_What to do_:
Recast the records starting at the line containing "Every instance of the rushing" and ending at the line containing "x=290, y=227" as a two-column CSV with the columns text and answer, one row per record. Put each value in a single quoted field, with any line breaks replaced by spaces.

Point annotations for photos
****

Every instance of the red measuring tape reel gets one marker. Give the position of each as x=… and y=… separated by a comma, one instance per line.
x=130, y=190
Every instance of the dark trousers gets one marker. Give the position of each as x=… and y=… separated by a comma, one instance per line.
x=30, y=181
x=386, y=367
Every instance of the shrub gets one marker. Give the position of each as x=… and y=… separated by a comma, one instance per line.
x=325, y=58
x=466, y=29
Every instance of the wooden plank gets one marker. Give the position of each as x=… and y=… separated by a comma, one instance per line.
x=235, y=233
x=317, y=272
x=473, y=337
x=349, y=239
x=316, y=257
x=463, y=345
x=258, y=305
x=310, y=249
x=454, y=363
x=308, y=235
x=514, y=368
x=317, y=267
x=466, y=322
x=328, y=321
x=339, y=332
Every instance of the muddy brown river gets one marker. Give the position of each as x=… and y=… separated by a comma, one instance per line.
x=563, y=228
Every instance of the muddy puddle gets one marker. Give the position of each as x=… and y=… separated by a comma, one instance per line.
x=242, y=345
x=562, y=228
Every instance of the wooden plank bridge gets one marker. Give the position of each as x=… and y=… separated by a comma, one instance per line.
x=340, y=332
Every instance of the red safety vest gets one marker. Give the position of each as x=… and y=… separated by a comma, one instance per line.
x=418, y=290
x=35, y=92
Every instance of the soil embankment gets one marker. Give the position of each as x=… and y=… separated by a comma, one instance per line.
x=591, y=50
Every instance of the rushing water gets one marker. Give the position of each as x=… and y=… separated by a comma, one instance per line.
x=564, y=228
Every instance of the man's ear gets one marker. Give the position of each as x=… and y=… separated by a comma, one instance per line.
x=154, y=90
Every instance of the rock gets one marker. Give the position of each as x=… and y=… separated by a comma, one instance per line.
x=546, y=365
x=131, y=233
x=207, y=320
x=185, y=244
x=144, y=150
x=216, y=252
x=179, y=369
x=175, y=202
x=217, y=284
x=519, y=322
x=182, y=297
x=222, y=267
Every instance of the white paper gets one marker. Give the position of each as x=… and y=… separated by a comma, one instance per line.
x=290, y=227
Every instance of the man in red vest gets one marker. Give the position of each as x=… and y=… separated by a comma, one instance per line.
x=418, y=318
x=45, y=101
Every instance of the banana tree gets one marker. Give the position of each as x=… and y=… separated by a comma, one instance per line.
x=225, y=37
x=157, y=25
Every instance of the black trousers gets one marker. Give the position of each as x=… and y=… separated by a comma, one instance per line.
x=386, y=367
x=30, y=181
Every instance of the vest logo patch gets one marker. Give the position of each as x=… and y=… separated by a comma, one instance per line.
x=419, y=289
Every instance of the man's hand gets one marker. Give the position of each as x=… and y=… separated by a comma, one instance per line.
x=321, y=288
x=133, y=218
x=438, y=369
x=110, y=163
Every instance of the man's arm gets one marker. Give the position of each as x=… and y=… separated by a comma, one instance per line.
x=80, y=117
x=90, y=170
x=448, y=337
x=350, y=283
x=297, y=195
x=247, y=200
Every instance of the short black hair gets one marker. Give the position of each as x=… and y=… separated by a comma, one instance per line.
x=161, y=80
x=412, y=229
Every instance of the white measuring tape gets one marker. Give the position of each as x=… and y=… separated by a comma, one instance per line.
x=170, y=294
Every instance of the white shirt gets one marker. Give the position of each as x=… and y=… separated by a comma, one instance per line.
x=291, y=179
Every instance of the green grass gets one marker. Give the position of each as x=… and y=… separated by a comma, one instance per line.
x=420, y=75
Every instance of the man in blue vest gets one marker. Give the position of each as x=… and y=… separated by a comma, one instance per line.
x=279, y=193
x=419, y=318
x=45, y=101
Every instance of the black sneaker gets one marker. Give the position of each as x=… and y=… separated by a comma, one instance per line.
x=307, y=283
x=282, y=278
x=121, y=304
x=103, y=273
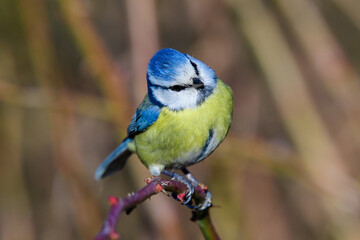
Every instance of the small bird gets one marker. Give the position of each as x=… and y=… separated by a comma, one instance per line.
x=186, y=114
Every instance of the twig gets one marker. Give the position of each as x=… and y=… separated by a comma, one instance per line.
x=154, y=186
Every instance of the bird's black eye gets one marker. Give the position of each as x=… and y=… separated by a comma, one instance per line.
x=177, y=88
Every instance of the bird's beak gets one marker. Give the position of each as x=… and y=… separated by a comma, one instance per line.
x=197, y=83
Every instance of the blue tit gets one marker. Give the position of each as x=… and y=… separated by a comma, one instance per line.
x=186, y=114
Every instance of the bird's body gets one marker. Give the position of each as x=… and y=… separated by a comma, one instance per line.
x=181, y=138
x=183, y=118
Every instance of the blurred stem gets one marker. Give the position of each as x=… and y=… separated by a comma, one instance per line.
x=328, y=61
x=351, y=8
x=205, y=224
x=320, y=155
x=143, y=30
x=98, y=61
x=64, y=139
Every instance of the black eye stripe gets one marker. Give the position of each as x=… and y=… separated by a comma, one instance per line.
x=178, y=88
x=195, y=67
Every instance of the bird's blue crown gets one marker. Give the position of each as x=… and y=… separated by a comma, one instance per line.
x=166, y=64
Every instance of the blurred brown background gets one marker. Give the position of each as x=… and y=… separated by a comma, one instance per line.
x=73, y=71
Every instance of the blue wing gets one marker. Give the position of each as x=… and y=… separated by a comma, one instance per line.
x=145, y=115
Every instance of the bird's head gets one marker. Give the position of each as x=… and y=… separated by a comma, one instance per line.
x=179, y=81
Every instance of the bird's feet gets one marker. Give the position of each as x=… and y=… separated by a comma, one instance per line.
x=182, y=179
x=190, y=182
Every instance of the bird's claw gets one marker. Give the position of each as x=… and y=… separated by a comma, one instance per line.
x=190, y=188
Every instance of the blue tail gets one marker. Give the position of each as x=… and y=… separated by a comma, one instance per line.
x=115, y=161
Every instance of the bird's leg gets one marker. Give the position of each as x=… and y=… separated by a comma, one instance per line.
x=190, y=176
x=207, y=202
x=184, y=180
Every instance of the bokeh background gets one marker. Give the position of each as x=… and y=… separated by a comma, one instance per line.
x=72, y=72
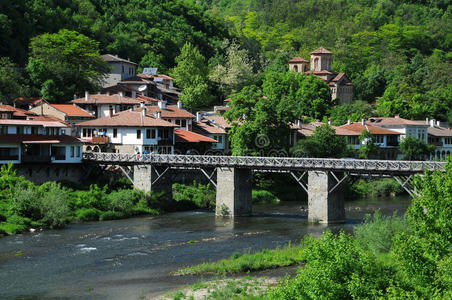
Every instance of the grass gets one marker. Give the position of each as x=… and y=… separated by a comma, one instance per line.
x=247, y=262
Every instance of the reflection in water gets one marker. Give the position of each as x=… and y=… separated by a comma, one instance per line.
x=126, y=259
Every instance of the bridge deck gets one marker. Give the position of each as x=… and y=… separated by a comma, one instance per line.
x=359, y=166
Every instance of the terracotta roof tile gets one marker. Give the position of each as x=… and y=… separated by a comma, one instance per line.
x=185, y=136
x=298, y=59
x=171, y=111
x=36, y=138
x=375, y=130
x=72, y=110
x=127, y=119
x=321, y=50
x=114, y=58
x=107, y=99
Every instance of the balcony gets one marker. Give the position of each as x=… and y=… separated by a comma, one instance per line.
x=100, y=140
x=26, y=158
x=9, y=157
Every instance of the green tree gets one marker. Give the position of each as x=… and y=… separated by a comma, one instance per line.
x=236, y=71
x=415, y=149
x=190, y=74
x=368, y=147
x=12, y=83
x=65, y=63
x=323, y=143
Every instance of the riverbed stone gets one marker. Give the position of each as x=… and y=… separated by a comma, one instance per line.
x=324, y=207
x=233, y=192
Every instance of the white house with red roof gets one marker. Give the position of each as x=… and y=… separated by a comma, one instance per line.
x=321, y=60
x=137, y=131
x=29, y=138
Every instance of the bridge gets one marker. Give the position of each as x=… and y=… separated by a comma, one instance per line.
x=321, y=178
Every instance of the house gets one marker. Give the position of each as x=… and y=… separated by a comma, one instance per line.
x=189, y=142
x=215, y=127
x=175, y=114
x=36, y=139
x=69, y=113
x=441, y=138
x=321, y=60
x=387, y=140
x=103, y=105
x=138, y=131
x=416, y=129
x=121, y=69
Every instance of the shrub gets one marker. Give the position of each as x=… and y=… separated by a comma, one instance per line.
x=111, y=215
x=377, y=231
x=264, y=196
x=87, y=214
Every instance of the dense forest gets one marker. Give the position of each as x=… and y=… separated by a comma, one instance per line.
x=397, y=53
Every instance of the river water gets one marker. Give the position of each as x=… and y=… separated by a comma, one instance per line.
x=127, y=259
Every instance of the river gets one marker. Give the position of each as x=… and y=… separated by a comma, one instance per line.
x=127, y=259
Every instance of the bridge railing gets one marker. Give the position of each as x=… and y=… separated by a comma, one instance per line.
x=265, y=163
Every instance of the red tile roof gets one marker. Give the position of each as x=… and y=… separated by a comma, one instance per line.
x=321, y=50
x=298, y=59
x=128, y=119
x=185, y=136
x=72, y=110
x=38, y=138
x=107, y=99
x=375, y=130
x=170, y=111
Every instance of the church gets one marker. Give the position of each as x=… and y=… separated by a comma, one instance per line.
x=321, y=60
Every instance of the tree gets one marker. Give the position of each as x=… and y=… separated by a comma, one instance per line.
x=190, y=74
x=368, y=147
x=12, y=83
x=415, y=149
x=65, y=63
x=236, y=71
x=323, y=143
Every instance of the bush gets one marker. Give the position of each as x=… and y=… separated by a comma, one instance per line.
x=263, y=196
x=87, y=214
x=377, y=231
x=112, y=215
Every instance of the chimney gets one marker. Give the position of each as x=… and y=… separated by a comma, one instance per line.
x=198, y=116
x=162, y=104
x=299, y=123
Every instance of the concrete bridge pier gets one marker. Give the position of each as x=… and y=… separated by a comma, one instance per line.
x=148, y=178
x=325, y=198
x=234, y=187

****

_Written response_:
text,answer
"Every instance of the rushing water gets one marker. Give the position of each as x=… and y=… separated by a comma, one instance per line.","x=564, y=228"
"Every instance of the man's ear gets one marker. Give the position of each as x=… and y=… separated by a comma, one instance per line.","x=154, y=90"
"Every instance of the rock gets one marker. Give the position of each as x=… and y=… separated by a comma, one instance per line.","x=546, y=365 x=131, y=233 x=207, y=320 x=185, y=244 x=144, y=150 x=216, y=252 x=179, y=369 x=175, y=202 x=217, y=284 x=519, y=322 x=182, y=297 x=222, y=267"
"Every instance of the white paper gets one marker. Give the position of each as x=… and y=… separated by a comma, one instance per line.","x=290, y=227"